Page excerpt:

OK, but how is cor() actually calculated? For normally distributed variables, we could calculate it very simply from the \(z\)-scored distributions/approximate it from \(n\) samples: \[ \begin{aligned} \rho_{XY} &= \mathbb{E}[X * Y] \\ &\approx \frac{\sum_{i=1}^n \ x_i \times y_i}{n} \end{aligned} \]

More generally, for any \(X\) and \(Y\) (not necessarily normally distributed), \[ \rho_{XY} = \frac{\mathbf{Cov}(X,Y)}{\sqrt{\mathbf{Var}(X)\mathbf{Var}(Y)}}, \] where the covariance is given by \[ \begin{aligned} \mathbf{Cov}(X,Y) &= \mathbb{E}[(X - \mathbb{E}(X)) \times (Y - \mathbb{E}(Y))]\\ &\approx \frac{\sum_{i=1}^n (x_i - \hat{\mu}_X) \times (y_i - \hat{\mu}_Y)}{n-1} . \end{aligned} \]

Notes:

The reason why \(z\)-scoring simplifies the formula for \(\rho_{XY}\) so drastically is that it makes both expected values 0, and both variances 1.
\(\rho_{XY}\) is bounded above by 1 and below by -1, because \(\mathbf{abs}(\mathbf{numerator}) \leq \mathbf{abs}(\mathbf{denominator})\).
\(\rho_{XY}\) is equal to 0 if and only if \(X\) and \(Y\) are independent.
\(\mathbf{Cov}(X,X) = \mathbf{Var}(X)\).

Covariance/correlation are useful for both numerical and categorical variables, as long as they’re associated with numerical values.

Here are some examples using bivariate normal distributions with various correlations.

rbivariate <- function(rho, n.samples, mean.x = 0, sd.x=1, mean.y=0, sd.y=1) {
   z1 = rnorm(n.samples)
   z2 = rnorm(n.samples)
   x = sqrt(1 - rho^2) * sd.x * z1 + rho * sd.x * z2 + mean.x
   y = sd.y * z2 + mean.y
   return(list(x=x,y=y))
}
cors = seq(from=-1, to=1, by=.25)
cors

## [1] -1.00 -0.75 -0.50 -0.25  0.00  0.25  0.50  0.75  1.00

par(mfrow=c(3,3))
for (i in 1:length(cors)) {
    data = rbivariate(cors[i], 200)
    plot(data$x, data$y, col='blue', pch=20,
         main=paste('correlation =', cors[i], sep=''))
    abline(a=0, b=cors[i], col='red', lty=4)
}

Pseudo-Old English again [Levy p.40]

proportions = matrix(
  c(0.224, 0.655,
    0.014, 0.107), 
  nrow=2, byrow=T,
  dimnames=list(c('obj.preverbal', 'obj.postverbal'),
                  c('pronoun','not pronoun')))

Data excerpt:

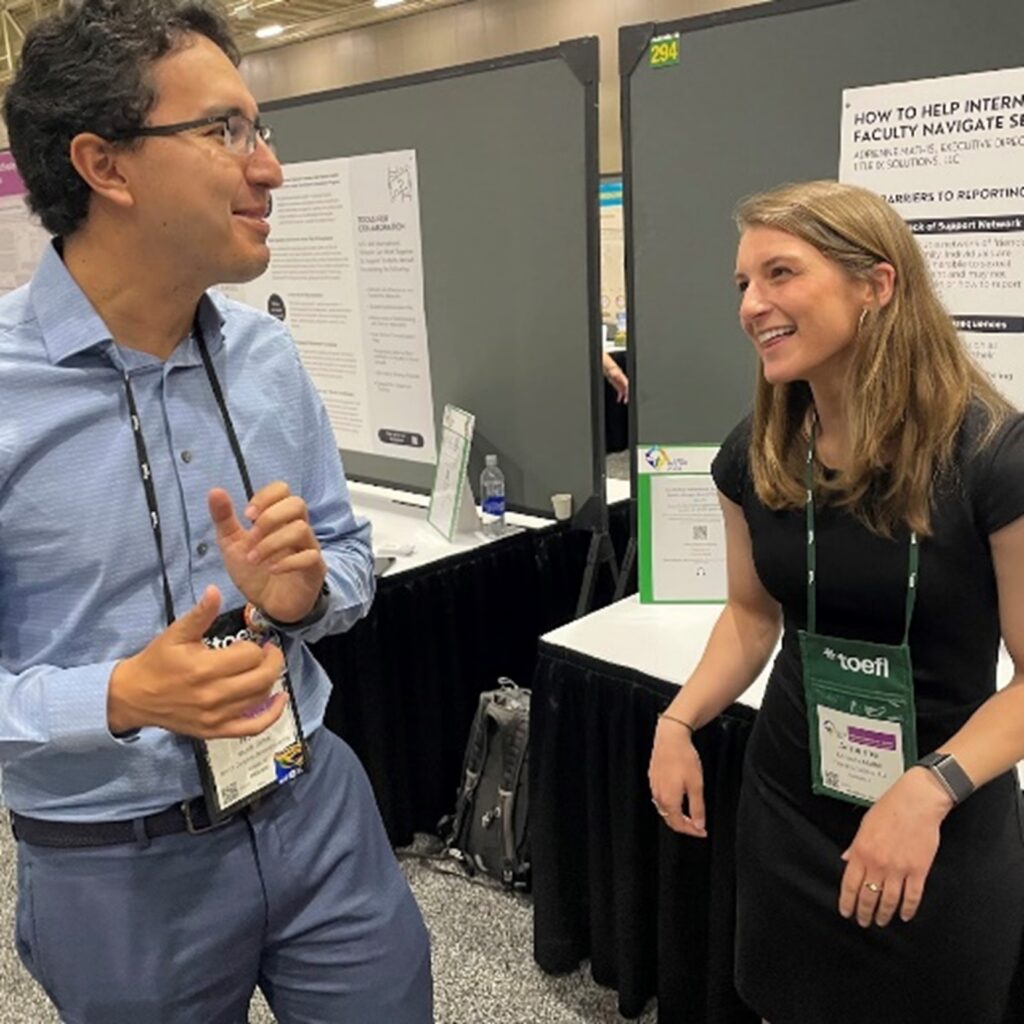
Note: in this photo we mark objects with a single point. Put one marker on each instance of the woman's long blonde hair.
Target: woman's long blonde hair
(910, 380)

Requirement 1: According to the correlation excerpt, why does z-scoring simplify the formula for the correlation so much?
Requirement 2: Repeat the correlation excerpt word for word, starting at "Covariance/correlation are useful" and ending at "return(list(x=x,y=y))".
The lines have nothing to do with the correlation excerpt.

Exercise result 1: It makes both expected values 0 and both variances 1.

Exercise result 2:
Covariance/correlation are useful for both numerical and categorical variables, as long as they’re associated with numerical values.

Here are some examples using bivariate normal distributions with various correlations.

rbivariate <- function(rho, n.samples, mean.x = 0, sd.x=1, mean.y=0, sd.y=1) {
   z1 = rnorm(n.samples)
   z2 = rnorm(n.samples)
   x = sqrt(1 - rho^2) * sd.x * z1 + rho * sd.x * z2 + mean.x
   y = sd.y * z2 + mean.y
   return(list(x=x,y=y))